> **EXCERPTED PASSAGE**
■ ■ ■
Re: Simple Operators within Malhar (MLHR-1914)

Posted by Siyuan Hua <si...@datatorrent.com>.

I think the work is different.

We need the work of general operator (ie one to one, one to many, many to
one, and many to many) to ease the construction of DAG. That is what
Brennon will work on.

I will work on, I would say another abstraction layer on top of operators
and ports, which is stream.  The ticket is here (
https://malhar.atlassian.net/browse/MLHR-1939)
A stream could be a bunch of operators and ports chained together. And a
DAG can be expressed by num of streams.
A good example is flink stream API
https://flink.apache.org/news/2015/02/09/streaming-example.html

And stream becomes a standard concept as Java 8 introduced the Stream api
https://docs.oracle.com/javase/8/docs/api/java/util/stream/Stream.html

In some case, stream is easier to understand and less verbose.

It's still at the design phase.  When I collect enough information, I will
start another thread to talk more about stream API and collect feedbacks
from there.


On Wed, Dec 9, 2015 at 10:44 PM, York, Brennon <Br...@capitalone.com>
wrote:

> I see the goals as twofold.
>
> First, to abstract away what an app developer needs to write to be
> successful (ie input and output ports) and to provide a common interface
> for accessing such (ie all input and output ports and titled "input" and
> "output" respectively).
>
> Second, to use these sets of operator processing primitives (ie one to
> one, one to many, many to one, and many to many) to build a suite of
> functional operators such as 'map', 'reduce', 'groupBy', etc. to, again,
> abstract away what is necessary for the developer to write a solid apex
> application.
>
> I see this benefitting the community as a whole in that it allows Apex to
> build higher level tools and operators to ease the burden off the
> application developer. It is great that someone can define their own input
> and output ports, but is it necessary in 90% of the cases? I know
> personally from applications we've built that having these design patterns
> makes it easier as we internally developed versions of SingleInputOutput
> and SingleInputMultiOutput exactly for that reason.
>
> Does that answer the question and/or clear things up? Happy to discuss
> further :)
>
>
>
> -----Original Message-----
> From: Thomas Weise [thomas@datatorrent.com<ma...@datatorrent.com>]
> Sent: Wednesday, December 09, 2015 07:30 PM Eastern Standard Time
> To: dev@apex.incubator.apache.org
> Subject: Re: Simple Operators within Malhar (MLHR-1914)
>
>
> Hi Brennon,
>
> What is the goal here? Make it easier for someone to build an application
> or make it easier to write an operator or both? Is this for custom operator
> development?
■ ■ ■
Stored data
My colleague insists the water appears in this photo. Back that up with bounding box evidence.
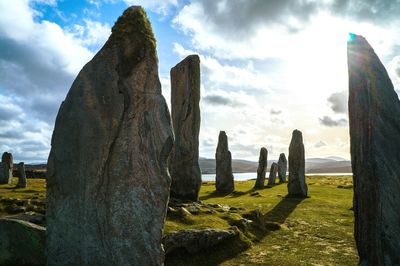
[201,173,353,181]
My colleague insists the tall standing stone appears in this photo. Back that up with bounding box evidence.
[278,153,287,183]
[254,147,268,188]
[0,152,13,184]
[215,131,235,193]
[17,162,26,188]
[288,129,307,197]
[46,7,173,265]
[347,32,400,265]
[168,55,201,201]
[268,163,278,186]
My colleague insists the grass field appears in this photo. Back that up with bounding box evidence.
[0,176,358,265]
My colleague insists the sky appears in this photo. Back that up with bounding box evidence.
[0,0,400,163]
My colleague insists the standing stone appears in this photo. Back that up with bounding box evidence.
[288,129,307,197]
[169,55,201,201]
[254,147,268,188]
[0,152,13,184]
[17,162,26,188]
[215,131,235,193]
[46,7,173,265]
[347,34,400,265]
[268,163,278,186]
[278,153,287,183]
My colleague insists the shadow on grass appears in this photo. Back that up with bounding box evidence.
[199,190,231,200]
[263,196,305,224]
[199,187,267,200]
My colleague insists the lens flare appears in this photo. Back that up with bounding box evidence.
[347,32,357,42]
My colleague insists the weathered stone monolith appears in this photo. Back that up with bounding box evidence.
[16,162,26,188]
[254,147,268,188]
[46,7,173,265]
[0,152,13,184]
[347,34,400,265]
[268,163,278,186]
[168,55,201,201]
[215,131,235,193]
[288,129,307,197]
[278,153,287,183]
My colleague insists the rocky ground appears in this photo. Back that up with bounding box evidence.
[0,176,358,265]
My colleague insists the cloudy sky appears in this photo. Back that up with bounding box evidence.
[0,0,400,162]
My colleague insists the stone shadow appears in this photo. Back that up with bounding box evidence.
[263,196,305,224]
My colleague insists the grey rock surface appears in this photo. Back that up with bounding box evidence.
[268,163,278,186]
[163,229,239,254]
[278,153,287,183]
[46,7,173,265]
[0,152,13,184]
[215,131,235,193]
[288,129,308,197]
[254,147,268,188]
[347,35,400,265]
[0,219,46,266]
[16,162,26,188]
[168,55,201,201]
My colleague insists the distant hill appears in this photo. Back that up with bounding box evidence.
[19,159,352,178]
[199,156,351,174]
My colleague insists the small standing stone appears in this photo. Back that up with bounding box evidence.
[254,147,268,188]
[268,163,278,186]
[278,153,287,183]
[17,162,26,188]
[0,152,13,184]
[215,131,235,193]
[168,55,201,201]
[288,129,307,197]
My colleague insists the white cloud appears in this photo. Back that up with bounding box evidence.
[69,19,111,47]
[0,0,109,162]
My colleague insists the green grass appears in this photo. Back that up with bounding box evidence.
[0,176,358,265]
[165,176,358,265]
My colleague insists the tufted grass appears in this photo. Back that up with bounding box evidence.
[0,176,358,265]
[165,176,358,265]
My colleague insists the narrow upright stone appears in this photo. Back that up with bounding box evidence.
[278,153,287,183]
[0,152,13,184]
[46,7,173,265]
[268,163,278,186]
[215,131,235,193]
[254,147,268,188]
[347,34,400,265]
[17,162,26,188]
[288,129,307,197]
[169,55,201,201]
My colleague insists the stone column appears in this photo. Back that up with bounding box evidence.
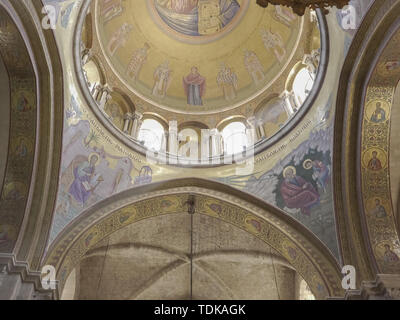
[329,274,400,300]
[210,128,223,157]
[247,116,265,142]
[168,121,178,156]
[92,83,103,102]
[131,111,143,139]
[0,265,53,300]
[280,90,298,118]
[99,86,111,111]
[82,48,92,66]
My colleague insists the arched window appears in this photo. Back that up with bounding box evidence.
[138,119,164,151]
[299,279,315,300]
[222,122,248,154]
[293,68,314,107]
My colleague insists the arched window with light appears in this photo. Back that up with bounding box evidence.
[222,122,248,154]
[138,119,164,151]
[293,67,314,107]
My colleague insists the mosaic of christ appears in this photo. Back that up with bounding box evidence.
[155,0,240,36]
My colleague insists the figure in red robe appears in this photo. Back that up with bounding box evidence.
[281,167,319,215]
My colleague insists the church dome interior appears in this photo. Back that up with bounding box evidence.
[0,0,400,302]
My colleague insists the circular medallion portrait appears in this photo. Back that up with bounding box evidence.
[148,0,249,43]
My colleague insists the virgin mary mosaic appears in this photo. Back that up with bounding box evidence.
[154,0,240,36]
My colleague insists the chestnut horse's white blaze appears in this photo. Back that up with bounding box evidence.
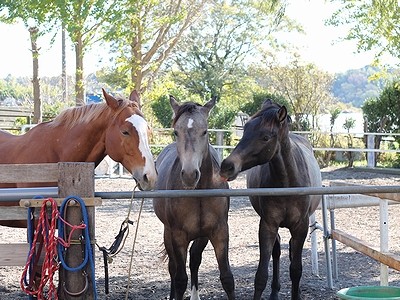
[126,115,156,182]
[188,119,194,128]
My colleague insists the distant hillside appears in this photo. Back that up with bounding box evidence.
[332,66,385,107]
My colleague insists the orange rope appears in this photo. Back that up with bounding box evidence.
[20,198,86,300]
[20,198,59,300]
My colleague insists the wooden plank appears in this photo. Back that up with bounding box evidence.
[331,229,400,271]
[0,206,33,221]
[0,243,29,267]
[19,197,102,208]
[0,163,59,183]
[329,181,400,202]
[0,106,33,117]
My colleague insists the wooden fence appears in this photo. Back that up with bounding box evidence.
[0,163,101,300]
[0,106,33,130]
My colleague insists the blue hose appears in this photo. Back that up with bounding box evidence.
[57,196,97,299]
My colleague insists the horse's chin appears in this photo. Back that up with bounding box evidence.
[182,180,199,190]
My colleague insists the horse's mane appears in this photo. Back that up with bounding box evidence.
[172,101,202,127]
[49,99,133,128]
[251,99,292,124]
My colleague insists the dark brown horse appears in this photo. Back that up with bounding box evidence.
[220,100,321,300]
[0,90,157,226]
[153,96,235,300]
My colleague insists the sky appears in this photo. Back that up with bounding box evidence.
[0,0,396,78]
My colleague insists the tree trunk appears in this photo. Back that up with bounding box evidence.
[75,34,85,106]
[61,24,67,102]
[29,27,42,124]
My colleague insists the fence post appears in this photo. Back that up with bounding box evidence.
[367,134,375,168]
[58,162,95,300]
[215,130,224,161]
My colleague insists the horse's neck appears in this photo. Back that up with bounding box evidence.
[52,124,106,166]
[270,137,305,186]
[199,146,219,188]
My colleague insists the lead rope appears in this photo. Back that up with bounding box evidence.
[125,187,144,300]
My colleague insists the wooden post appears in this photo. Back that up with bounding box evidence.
[216,131,224,161]
[367,134,376,168]
[58,162,95,300]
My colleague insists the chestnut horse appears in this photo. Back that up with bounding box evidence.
[0,90,157,225]
[220,100,322,300]
[153,96,235,300]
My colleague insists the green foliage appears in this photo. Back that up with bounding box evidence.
[332,66,385,107]
[362,82,400,132]
[0,76,32,104]
[150,95,173,128]
[240,92,290,116]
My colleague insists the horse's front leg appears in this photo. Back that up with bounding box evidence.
[289,222,308,300]
[269,234,281,300]
[210,223,235,300]
[168,231,189,300]
[253,218,279,300]
[164,226,176,299]
[189,238,208,300]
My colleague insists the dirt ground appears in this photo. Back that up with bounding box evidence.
[0,165,400,300]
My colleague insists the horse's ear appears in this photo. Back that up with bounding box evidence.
[204,97,217,113]
[276,105,287,123]
[102,89,119,109]
[261,98,272,109]
[129,90,141,109]
[169,95,180,116]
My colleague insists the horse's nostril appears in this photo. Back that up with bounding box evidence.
[221,160,235,172]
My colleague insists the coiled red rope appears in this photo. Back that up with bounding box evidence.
[20,198,86,300]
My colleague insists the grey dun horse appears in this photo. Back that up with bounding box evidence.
[153,96,235,300]
[220,100,321,300]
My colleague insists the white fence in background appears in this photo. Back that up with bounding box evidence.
[96,127,400,177]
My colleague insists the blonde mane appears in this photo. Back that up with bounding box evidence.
[49,99,133,128]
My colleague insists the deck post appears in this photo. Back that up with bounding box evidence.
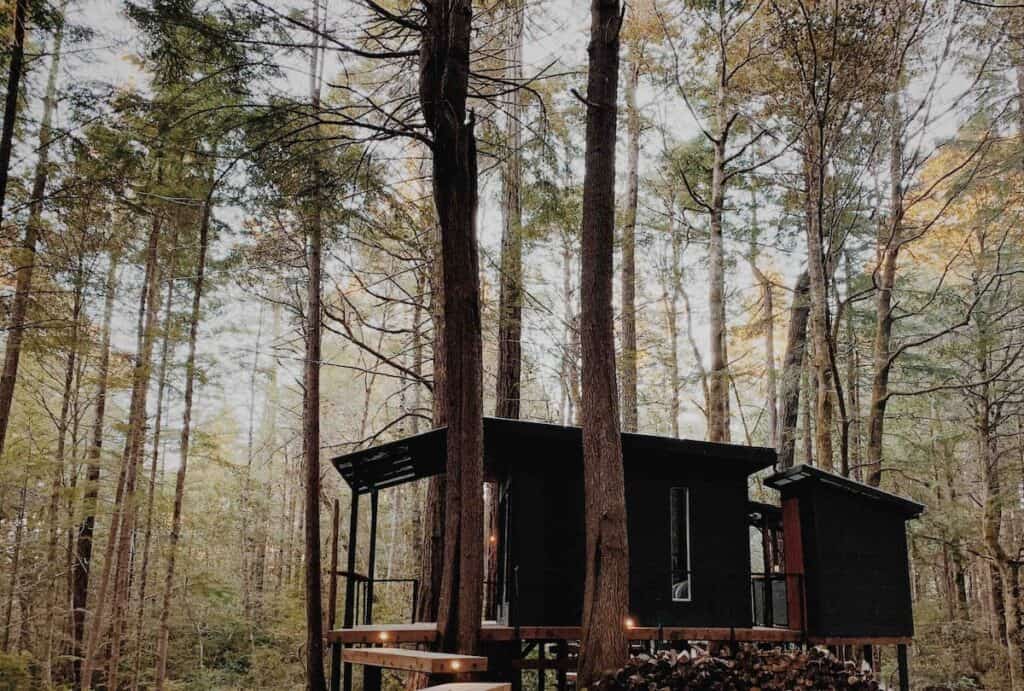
[555,641,569,691]
[537,641,547,691]
[327,500,341,691]
[342,491,359,691]
[364,489,379,624]
[362,664,384,691]
[896,643,910,691]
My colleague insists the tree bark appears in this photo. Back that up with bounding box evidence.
[131,275,174,689]
[414,190,447,621]
[0,478,29,652]
[0,0,47,462]
[302,0,327,691]
[154,195,213,691]
[495,0,524,420]
[620,55,640,432]
[34,20,69,685]
[775,269,811,468]
[82,207,162,689]
[484,0,525,618]
[708,5,731,441]
[0,0,28,227]
[43,264,85,686]
[754,265,778,446]
[105,222,166,689]
[579,0,629,689]
[72,253,118,689]
[419,0,483,653]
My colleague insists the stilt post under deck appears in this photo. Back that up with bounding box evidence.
[331,491,359,691]
[327,500,341,691]
[364,489,378,624]
[896,644,910,691]
[327,500,341,631]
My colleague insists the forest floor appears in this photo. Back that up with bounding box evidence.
[601,646,883,691]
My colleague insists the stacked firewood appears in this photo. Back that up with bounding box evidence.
[601,646,879,691]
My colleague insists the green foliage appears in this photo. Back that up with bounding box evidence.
[0,652,39,691]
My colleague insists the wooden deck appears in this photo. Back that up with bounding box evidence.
[342,648,487,675]
[327,621,804,645]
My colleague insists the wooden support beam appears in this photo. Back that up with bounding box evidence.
[362,489,380,624]
[420,682,512,691]
[342,648,487,675]
[807,636,913,646]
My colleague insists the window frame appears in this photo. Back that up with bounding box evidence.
[669,486,693,602]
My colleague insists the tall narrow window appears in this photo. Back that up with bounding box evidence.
[669,487,693,602]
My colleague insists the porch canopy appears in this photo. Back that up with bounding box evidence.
[331,418,775,494]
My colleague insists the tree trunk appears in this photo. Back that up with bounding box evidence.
[867,94,903,487]
[775,270,811,468]
[620,55,640,432]
[106,223,166,689]
[662,222,683,437]
[154,194,213,691]
[804,128,833,471]
[37,21,70,685]
[708,17,730,441]
[579,0,629,689]
[131,275,174,689]
[0,0,48,462]
[302,5,327,691]
[82,210,162,689]
[43,264,85,686]
[495,0,524,420]
[72,253,118,689]
[754,266,778,447]
[419,0,483,653]
[0,478,28,652]
[414,191,447,621]
[0,0,28,224]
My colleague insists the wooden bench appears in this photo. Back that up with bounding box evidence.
[342,648,487,691]
[420,682,512,691]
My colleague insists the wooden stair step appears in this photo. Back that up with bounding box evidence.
[342,648,487,675]
[420,682,512,691]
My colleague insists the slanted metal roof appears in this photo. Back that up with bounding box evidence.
[331,418,775,493]
[765,465,925,519]
[331,427,446,494]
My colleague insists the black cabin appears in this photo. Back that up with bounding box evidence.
[333,418,923,643]
[765,466,924,639]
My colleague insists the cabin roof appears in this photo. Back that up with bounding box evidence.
[331,418,775,493]
[765,465,925,519]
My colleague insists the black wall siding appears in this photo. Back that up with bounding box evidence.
[506,445,752,628]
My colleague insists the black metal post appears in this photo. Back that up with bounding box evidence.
[342,491,359,691]
[364,489,379,624]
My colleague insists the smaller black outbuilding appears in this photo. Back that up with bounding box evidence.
[765,466,925,639]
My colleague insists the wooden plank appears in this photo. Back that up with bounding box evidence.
[327,622,438,645]
[327,621,802,645]
[342,648,487,675]
[807,636,913,645]
[420,682,512,691]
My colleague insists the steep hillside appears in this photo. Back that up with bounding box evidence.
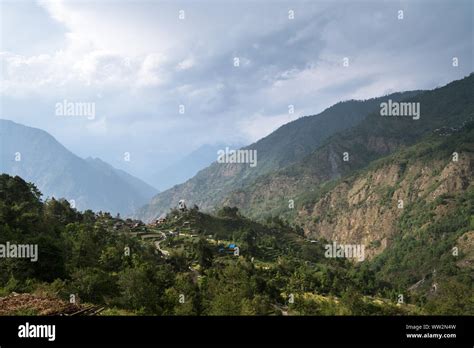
[296,123,474,253]
[0,120,157,215]
[137,92,419,220]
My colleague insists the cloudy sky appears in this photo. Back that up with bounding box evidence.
[0,0,474,184]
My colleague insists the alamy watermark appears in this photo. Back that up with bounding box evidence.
[217,147,257,167]
[380,99,420,120]
[55,99,95,120]
[0,242,38,262]
[324,242,365,261]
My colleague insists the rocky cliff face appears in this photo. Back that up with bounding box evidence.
[296,128,474,258]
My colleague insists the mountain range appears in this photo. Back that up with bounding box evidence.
[0,119,158,216]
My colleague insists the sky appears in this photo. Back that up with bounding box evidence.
[0,0,474,184]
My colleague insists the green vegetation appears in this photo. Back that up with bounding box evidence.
[0,175,422,315]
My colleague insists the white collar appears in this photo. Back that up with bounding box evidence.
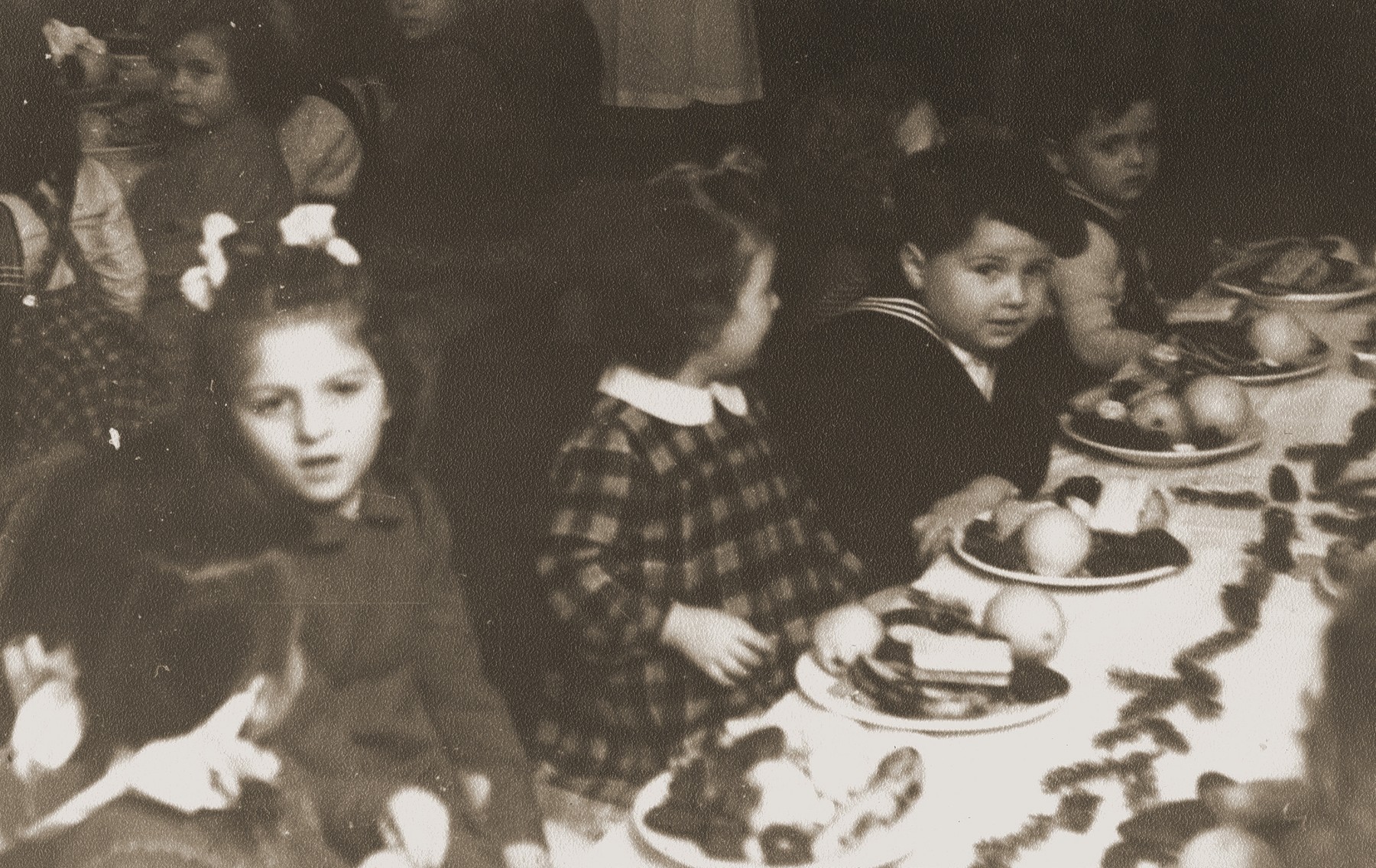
[1065,177,1127,220]
[850,296,998,402]
[597,364,750,426]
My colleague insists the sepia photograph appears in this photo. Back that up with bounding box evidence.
[0,0,1376,868]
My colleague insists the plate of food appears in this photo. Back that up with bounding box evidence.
[1211,235,1376,311]
[1170,311,1332,385]
[951,476,1192,589]
[1061,374,1264,468]
[794,589,1070,734]
[631,703,923,868]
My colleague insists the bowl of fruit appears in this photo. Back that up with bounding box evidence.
[1211,235,1376,311]
[794,588,1070,734]
[1170,311,1331,385]
[631,700,923,868]
[1061,374,1264,468]
[951,476,1190,589]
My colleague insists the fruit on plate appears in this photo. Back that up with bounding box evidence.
[1180,374,1252,440]
[984,586,1065,663]
[812,604,884,674]
[644,715,923,865]
[1021,507,1092,575]
[1128,392,1190,445]
[1247,311,1314,368]
[1175,825,1284,868]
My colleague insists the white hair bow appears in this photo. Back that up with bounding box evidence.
[277,205,363,265]
[182,205,363,311]
[182,213,239,311]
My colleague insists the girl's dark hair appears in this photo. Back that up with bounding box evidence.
[184,227,421,512]
[0,449,296,758]
[893,138,1086,261]
[93,555,297,746]
[579,151,777,375]
[146,0,300,125]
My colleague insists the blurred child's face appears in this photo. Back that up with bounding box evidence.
[387,0,459,41]
[685,241,779,381]
[160,31,244,129]
[900,217,1056,356]
[231,316,391,516]
[893,102,946,157]
[1049,99,1160,205]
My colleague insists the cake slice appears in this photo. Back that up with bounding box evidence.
[910,627,1013,688]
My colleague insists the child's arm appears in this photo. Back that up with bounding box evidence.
[912,476,1018,564]
[72,158,148,316]
[1053,220,1157,374]
[416,493,545,864]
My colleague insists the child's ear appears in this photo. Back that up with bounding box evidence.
[898,241,927,296]
[1042,139,1070,177]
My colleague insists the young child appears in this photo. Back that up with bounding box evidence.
[0,552,349,868]
[771,141,1084,583]
[129,0,293,287]
[1039,57,1166,380]
[164,205,547,868]
[534,154,857,805]
[0,50,157,464]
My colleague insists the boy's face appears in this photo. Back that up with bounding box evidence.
[900,217,1056,358]
[230,319,391,514]
[702,245,779,380]
[160,31,244,129]
[1047,99,1160,205]
[387,0,459,41]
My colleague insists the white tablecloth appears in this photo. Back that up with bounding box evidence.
[556,313,1372,868]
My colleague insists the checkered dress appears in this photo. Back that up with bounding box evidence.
[534,397,858,803]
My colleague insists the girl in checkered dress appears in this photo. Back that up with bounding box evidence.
[535,151,858,803]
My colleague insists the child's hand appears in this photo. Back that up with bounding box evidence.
[381,787,449,868]
[662,603,776,686]
[912,476,1018,568]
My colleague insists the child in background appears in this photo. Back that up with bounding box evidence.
[0,49,157,454]
[772,141,1084,583]
[129,0,294,397]
[154,205,547,868]
[1039,59,1166,381]
[0,552,355,868]
[774,63,944,340]
[129,0,293,286]
[534,154,857,805]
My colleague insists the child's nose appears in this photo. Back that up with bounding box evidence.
[296,400,330,443]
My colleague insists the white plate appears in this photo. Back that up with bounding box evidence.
[1061,413,1266,468]
[951,526,1187,590]
[793,653,1070,734]
[1214,280,1376,313]
[630,772,922,868]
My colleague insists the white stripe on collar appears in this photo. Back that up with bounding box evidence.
[597,364,750,426]
[848,296,998,402]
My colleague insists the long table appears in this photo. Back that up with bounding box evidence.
[556,305,1372,868]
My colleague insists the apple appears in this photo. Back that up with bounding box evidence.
[1022,507,1092,576]
[812,604,884,674]
[1180,374,1252,440]
[1247,311,1314,364]
[1175,825,1285,868]
[1128,392,1190,443]
[984,586,1065,663]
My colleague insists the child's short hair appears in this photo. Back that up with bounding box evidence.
[1028,51,1164,143]
[582,151,776,375]
[190,227,421,479]
[148,0,297,124]
[893,139,1086,257]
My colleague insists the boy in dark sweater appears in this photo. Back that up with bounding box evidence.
[771,141,1084,583]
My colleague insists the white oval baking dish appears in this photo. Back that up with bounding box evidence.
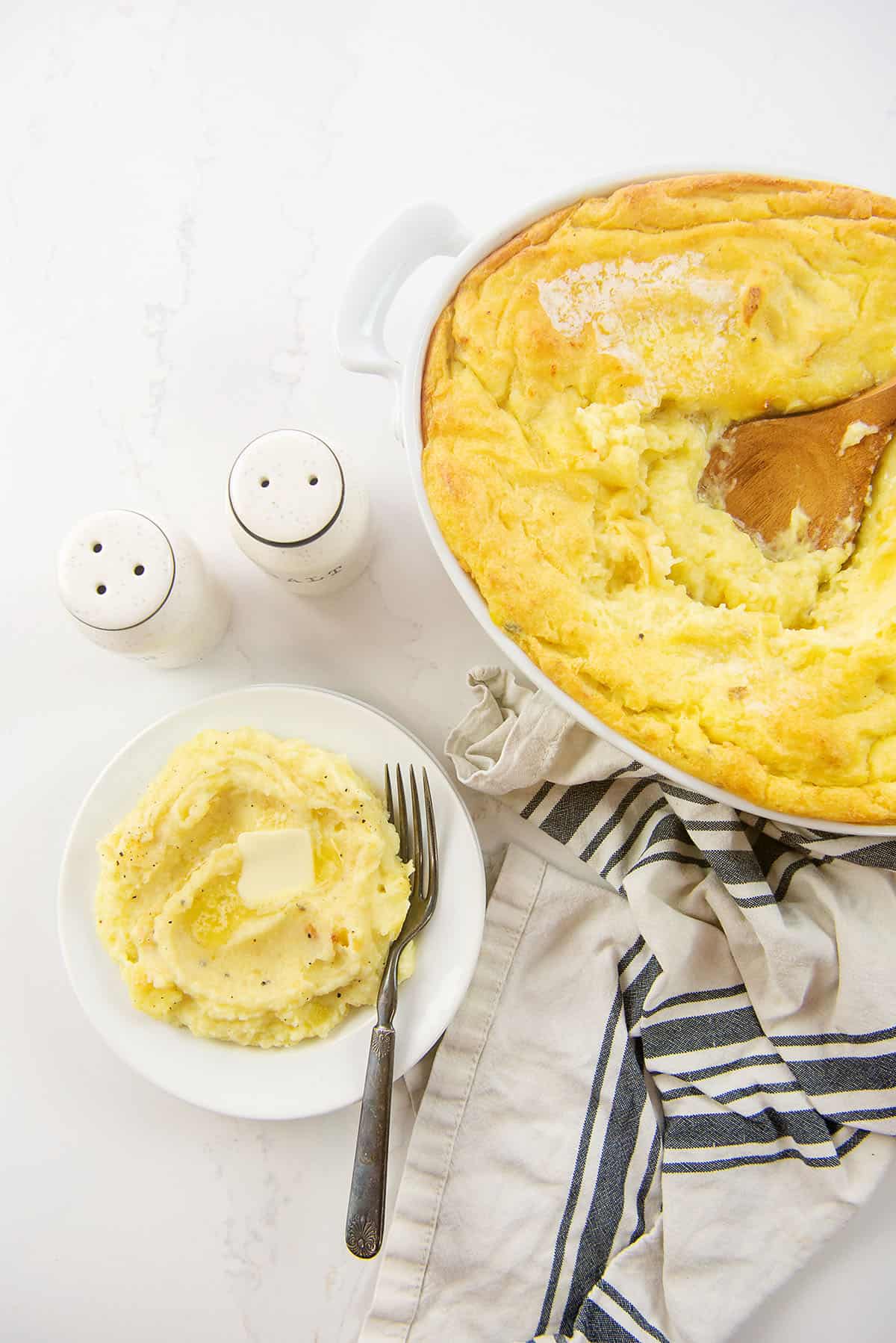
■ ■ ■
> **AIM 1**
In the Malhar operators thread, why does Brennon say versions of SingleInputOutput and SingleInputMultiOutput were developed internally?
> **AIM 2**
Reproduce word for word the part of the Malhar operators thread between "Posted by Siyuan" and "will work on.", inclusive.

> **EXERCISE RESULT 1**
They were developed because, in the applications Brennon's group built, having these design patterns made the work easier. Brennon offers this as evidence that most developers do not need to define their own input and output ports.

> **EXERCISE RESULT 2**
Posted by Siyuan Hua <si...@datatorrent.com>.

I think the work is different.

We need the work of general operator (ie one to one, one to many, many to
one, and many to many) to ease the construction of DAG. That is what
Brennon will work on.